*LIST OF TASKS:*
**a.** In the passage on the North Korea talks, do the following statements agree with the text? Answer yes or no for each, quoting the words that decide it.
(i) The Vietnam summit collapsed after President Trump refused Kim's demand to remove the most significant sanctions.
(ii) President Trump made concessions on the sanctions at Sunday's meeting.
(iii) Last May, North Korea launched long-range missiles.
**b.** Answer these questions from the passage on the North Korea talks:
(i) Which nuclear facility did North Korea offer to dismantle?
(ii) Which two presidents did Kim meet with after the Vietnam summit?
(iii) What kind of approach does North Korea want to follow?
**c.** From the passage on the North Korea talks, reproduce the text between "That said, major" and "have been sidelined.", inclusive.

*DOCUMENT EXTRACT:*
• • •

That said, major pitfalls lie ahead. North Korea has continued to produce enough fuel to perhaps make a half dozen or more nuclear bombs. Last May, the regime launched short-range missiles. We’re not even sure who will be the leading negotiators for North Korea, after rumors surfaced that North Korean negotiators involved in the failed Vietnam summit were either purged or have been sidelined.

It is also becoming abundantly clear that Kim Jong-un will not agree at this time to implement complete, verifiable and irreversible denuclearization as the Trump administration has demanded as a precondition to lifting any of the current economic sanctions. The Vietnam summit collapsed after President Trump refused Kim’s demand for removal of the most significant sanctions in exchange for North Korea’s dismantling of only its Yongbyon nuclear facility. After since meeting with Chinese President Xi Jinping and Russian President Vladimir Putin, presumably to secure their support in future negotiations with the U.S. and to pry them away from fully cooperating in enforcing the current sanctions, Kim no doubt felt he held a stronger hand the next time he met with President Trump. He may have tried to play that hand on Sunday. If so, it didn’t work. President Trump made no concessions on the sanctions to get the talks back on track.

Nevertheless, following Sunday’s impromptu meeting, President Trump left the door open to possibly removing some sanctions while negotiations proceed. “At some point during the negotiation, things can happen,” President Trump said. This puts the Trump administration on the horns of a dilemma. North Korea wants to follow a step by step approach to reciprocal concessions with no concrete agreed upon definition of the end-state of complete denuclearization or a detailed road map of how to get there. We have been down that road before, always frontloading major economic concessions that are difficult to reverse in return for illusory promises and easily reversible minor concessions from North Korea.

• • •

(Stored records)
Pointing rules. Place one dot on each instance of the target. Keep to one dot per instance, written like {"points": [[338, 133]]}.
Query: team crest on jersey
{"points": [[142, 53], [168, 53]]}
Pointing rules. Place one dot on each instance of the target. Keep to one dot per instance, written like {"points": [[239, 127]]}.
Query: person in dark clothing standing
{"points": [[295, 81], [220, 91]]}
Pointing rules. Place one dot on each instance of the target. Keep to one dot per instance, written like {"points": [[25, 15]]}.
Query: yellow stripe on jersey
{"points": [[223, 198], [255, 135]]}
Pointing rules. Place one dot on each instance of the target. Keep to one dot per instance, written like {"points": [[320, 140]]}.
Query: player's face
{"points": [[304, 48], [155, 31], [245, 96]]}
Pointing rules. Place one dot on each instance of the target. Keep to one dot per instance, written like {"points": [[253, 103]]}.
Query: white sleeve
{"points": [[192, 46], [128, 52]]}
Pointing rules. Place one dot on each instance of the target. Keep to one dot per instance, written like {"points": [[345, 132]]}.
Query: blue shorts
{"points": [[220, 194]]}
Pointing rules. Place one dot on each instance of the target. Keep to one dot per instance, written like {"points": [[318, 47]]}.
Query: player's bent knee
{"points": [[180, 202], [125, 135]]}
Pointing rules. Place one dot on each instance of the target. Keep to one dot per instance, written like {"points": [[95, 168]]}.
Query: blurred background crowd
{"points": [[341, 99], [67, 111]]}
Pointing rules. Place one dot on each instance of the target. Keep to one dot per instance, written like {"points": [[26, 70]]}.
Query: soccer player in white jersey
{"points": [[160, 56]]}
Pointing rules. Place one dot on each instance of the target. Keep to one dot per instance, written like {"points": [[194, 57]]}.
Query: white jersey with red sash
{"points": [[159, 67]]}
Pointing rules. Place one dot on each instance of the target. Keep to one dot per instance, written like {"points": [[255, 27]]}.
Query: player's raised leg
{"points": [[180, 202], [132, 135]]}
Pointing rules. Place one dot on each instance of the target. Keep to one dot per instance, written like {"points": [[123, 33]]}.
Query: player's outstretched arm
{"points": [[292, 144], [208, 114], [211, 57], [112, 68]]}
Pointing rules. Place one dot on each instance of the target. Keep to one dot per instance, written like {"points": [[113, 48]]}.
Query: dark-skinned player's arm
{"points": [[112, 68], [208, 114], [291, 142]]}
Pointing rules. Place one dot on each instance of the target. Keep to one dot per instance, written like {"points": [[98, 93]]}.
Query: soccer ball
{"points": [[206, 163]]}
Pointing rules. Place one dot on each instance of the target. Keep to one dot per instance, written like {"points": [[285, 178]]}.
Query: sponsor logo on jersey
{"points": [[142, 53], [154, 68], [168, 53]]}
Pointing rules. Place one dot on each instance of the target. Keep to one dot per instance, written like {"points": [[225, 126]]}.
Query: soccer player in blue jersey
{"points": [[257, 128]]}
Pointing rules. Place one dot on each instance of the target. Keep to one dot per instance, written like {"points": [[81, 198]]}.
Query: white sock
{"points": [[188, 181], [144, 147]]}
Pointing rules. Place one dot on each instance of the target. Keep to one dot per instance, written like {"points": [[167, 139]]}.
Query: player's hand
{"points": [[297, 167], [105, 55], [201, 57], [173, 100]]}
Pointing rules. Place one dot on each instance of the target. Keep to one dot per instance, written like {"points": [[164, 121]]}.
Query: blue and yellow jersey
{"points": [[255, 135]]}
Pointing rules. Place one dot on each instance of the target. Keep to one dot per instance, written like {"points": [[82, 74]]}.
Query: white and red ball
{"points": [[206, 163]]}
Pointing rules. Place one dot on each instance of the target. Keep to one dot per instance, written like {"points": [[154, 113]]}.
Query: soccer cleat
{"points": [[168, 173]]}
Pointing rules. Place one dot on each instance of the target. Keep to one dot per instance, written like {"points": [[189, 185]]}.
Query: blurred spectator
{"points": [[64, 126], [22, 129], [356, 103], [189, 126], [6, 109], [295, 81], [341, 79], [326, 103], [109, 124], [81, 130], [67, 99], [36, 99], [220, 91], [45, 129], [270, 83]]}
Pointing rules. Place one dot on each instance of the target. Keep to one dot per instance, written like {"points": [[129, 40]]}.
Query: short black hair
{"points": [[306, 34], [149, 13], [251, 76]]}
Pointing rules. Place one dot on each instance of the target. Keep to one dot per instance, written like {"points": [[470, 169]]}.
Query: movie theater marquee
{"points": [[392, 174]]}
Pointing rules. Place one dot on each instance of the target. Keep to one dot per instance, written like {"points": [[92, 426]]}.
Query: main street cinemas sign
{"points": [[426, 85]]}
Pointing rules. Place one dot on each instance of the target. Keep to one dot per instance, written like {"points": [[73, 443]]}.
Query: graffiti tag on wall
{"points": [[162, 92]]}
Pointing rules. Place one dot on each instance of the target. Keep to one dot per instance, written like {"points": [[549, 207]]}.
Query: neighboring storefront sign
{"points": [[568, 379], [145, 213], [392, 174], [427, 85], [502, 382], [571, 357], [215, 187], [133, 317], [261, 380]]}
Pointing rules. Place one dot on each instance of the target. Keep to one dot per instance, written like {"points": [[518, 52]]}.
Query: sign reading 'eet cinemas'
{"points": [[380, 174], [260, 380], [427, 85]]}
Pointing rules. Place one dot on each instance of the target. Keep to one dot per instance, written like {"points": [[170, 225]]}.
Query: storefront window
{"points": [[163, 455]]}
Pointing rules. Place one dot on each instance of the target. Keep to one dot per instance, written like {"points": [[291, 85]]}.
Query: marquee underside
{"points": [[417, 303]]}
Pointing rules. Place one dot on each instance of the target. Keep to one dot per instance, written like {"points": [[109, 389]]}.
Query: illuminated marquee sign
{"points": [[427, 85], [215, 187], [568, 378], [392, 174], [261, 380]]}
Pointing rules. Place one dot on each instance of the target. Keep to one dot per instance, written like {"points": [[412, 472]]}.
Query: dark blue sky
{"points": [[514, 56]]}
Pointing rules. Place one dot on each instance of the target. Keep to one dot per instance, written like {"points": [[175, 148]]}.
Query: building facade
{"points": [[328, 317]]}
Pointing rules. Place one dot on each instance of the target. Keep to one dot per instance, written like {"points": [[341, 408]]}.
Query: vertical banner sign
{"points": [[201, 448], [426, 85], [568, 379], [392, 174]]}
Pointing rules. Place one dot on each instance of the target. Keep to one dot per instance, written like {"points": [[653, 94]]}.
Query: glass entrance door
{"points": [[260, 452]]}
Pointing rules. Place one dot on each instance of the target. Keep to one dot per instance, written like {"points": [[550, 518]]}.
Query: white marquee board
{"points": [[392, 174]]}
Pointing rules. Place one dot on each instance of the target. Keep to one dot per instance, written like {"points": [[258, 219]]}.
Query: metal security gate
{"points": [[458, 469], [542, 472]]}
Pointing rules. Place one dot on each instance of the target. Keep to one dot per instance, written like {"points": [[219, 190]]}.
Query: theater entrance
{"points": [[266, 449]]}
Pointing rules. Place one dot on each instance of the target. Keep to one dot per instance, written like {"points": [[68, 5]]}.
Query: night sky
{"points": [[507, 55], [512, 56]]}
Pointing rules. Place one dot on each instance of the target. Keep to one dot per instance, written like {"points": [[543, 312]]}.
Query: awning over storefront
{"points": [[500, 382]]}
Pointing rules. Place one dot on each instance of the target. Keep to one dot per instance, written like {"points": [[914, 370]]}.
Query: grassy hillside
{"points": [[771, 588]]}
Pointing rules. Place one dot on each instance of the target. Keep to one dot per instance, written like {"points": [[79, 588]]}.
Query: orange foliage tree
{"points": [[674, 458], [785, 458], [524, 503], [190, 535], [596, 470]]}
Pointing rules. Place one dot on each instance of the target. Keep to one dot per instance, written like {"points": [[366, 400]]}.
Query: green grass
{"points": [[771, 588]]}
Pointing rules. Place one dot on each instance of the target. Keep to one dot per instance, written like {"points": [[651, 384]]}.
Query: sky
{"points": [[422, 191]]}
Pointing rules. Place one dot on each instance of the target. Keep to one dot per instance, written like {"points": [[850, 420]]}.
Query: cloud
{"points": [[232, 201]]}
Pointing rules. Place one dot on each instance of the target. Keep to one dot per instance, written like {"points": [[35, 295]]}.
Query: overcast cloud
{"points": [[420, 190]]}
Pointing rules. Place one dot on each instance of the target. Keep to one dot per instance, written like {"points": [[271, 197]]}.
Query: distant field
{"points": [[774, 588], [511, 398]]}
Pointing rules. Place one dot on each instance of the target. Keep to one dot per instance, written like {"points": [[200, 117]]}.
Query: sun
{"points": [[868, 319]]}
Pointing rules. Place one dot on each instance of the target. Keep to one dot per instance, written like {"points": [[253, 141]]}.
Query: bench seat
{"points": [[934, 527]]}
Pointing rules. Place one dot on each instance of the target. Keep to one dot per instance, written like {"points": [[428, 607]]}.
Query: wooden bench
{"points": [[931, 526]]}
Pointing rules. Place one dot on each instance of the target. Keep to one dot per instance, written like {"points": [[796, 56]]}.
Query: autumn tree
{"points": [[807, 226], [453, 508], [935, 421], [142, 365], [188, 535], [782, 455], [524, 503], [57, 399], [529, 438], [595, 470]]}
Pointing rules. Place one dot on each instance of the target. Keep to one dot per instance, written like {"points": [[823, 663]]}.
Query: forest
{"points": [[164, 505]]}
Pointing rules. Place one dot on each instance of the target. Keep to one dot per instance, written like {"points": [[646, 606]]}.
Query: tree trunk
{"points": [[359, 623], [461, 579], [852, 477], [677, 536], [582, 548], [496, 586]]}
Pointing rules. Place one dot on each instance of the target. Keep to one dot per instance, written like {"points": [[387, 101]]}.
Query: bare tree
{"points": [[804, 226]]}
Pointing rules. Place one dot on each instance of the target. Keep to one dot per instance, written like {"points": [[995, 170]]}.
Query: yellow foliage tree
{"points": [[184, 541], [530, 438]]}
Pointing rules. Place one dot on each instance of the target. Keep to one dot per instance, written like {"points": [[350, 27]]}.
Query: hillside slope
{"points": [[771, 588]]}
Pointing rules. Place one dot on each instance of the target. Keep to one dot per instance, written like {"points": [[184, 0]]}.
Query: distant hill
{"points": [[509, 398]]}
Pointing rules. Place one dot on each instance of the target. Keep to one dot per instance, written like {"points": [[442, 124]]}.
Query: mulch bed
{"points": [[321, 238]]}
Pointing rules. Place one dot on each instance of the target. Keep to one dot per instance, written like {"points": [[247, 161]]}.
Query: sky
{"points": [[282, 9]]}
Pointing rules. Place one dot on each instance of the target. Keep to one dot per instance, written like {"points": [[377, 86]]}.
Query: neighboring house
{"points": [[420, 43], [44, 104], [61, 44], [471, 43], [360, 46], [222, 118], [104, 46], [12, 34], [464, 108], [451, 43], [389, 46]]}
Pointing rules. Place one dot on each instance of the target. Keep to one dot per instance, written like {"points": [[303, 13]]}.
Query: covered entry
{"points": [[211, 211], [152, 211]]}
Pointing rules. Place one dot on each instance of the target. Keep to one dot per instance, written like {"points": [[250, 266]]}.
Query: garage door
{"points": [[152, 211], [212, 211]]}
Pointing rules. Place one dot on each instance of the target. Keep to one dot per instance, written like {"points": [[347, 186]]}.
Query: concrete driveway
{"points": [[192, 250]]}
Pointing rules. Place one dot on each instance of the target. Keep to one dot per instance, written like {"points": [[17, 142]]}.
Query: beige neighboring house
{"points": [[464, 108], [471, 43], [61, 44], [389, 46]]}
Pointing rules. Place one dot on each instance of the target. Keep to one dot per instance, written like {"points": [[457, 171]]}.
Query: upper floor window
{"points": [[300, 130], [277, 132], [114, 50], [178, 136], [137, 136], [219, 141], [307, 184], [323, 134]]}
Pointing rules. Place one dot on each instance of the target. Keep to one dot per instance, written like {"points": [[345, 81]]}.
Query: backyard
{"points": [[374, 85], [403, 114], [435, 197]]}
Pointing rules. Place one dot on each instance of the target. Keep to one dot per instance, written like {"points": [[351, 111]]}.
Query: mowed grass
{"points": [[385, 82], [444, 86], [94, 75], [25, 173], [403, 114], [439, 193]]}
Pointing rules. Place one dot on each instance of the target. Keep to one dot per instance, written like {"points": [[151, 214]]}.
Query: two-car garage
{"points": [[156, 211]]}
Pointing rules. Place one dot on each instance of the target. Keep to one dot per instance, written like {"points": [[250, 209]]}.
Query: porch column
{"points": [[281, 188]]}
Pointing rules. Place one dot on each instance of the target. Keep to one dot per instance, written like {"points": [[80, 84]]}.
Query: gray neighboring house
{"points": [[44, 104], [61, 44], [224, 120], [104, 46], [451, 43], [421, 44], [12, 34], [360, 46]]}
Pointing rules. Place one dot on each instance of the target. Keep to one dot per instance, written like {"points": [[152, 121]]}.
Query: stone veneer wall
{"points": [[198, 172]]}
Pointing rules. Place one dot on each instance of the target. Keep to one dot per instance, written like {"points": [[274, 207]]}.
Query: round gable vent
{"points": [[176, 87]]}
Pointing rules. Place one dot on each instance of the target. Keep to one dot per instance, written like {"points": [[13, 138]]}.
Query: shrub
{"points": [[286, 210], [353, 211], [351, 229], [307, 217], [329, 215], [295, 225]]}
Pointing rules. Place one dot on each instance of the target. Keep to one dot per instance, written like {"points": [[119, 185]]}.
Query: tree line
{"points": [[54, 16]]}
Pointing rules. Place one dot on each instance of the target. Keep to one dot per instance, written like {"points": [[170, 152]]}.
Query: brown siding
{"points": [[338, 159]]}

• • •

*ANSWERS BY ITEM NUMBER:*
**a.**
(i) Yes: "The Vietnam summit collapsed after President Trump refused Kim’s demand for removal of the most significant sanctions"
(ii) No: "President Trump made no concessions on the sanctions to get the talks back on track."
(iii) No: "Last May, the regime launched short-range missiles."

**b.**
(i) Its Yongbyon nuclear facility.
(ii) Chinese President Xi Jinping and Russian President Vladimir Putin.
(iii) A step by step approach to reciprocal concessions.

**c.**
That said, major pitfalls lie ahead. North Korea has continued to produce enough fuel to perhaps make a half dozen or more nuclear bombs. Last May, the regime launched short-range missiles. We’re not even sure who will be the leading negotiators for North Korea, after rumors surfaced that North Korean negotiators involved in the failed Vietnam summit were either purged or have been sidelined.